[start]

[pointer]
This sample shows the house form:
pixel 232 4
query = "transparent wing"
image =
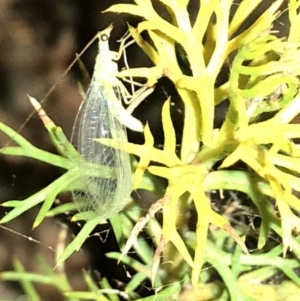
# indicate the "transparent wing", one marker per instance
pixel 106 183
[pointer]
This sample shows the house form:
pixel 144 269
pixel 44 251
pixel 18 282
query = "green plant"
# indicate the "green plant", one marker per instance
pixel 263 79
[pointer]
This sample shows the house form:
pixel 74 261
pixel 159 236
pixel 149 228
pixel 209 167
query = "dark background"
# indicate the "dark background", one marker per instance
pixel 38 40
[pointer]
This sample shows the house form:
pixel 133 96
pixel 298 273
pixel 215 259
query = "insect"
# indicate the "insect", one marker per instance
pixel 102 115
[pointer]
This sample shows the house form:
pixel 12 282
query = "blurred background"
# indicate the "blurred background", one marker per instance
pixel 38 40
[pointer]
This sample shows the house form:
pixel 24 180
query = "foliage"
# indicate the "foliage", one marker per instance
pixel 264 78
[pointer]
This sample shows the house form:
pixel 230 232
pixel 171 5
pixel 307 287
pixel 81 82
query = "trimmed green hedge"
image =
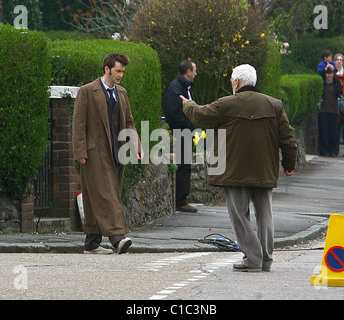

[end]

• _Problem requirements_: Copy out all of the material above word for word, omitting the pictures.

• _Exercise response_:
[pointer]
This sample shows the house form:
pixel 232 4
query = "transparent wing"
image =
# indicate the "transparent wing", one marker per instance
pixel 106 183
[pointer]
This sample shows the house form:
pixel 144 269
pixel 44 251
pixel 18 282
query = "green plant"
# indicate the "green plant", one marker per instance
pixel 263 79
[pointer]
This sample shows the house form:
pixel 74 261
pixel 159 236
pixel 149 228
pixel 209 167
query = "dark background"
# indicate the "dark background", one marker per instance
pixel 38 40
[pointer]
This sample shows the house form:
pixel 133 96
pixel 298 273
pixel 215 259
query = "insect"
# indicate the "insect", one marker per instance
pixel 102 115
[pointer]
This sample shows the house form:
pixel 12 282
query = "blurred background"
# indicate the "blurred background", one marker per instance
pixel 38 40
[pointer]
This sample shows the house form:
pixel 24 180
query = "foliage"
# indicate the "foliage", one marker per instance
pixel 264 78
[pointer]
This sample shows the house form:
pixel 230 232
pixel 171 5
pixel 307 287
pixel 81 82
query = "trimmed green hedge"
image =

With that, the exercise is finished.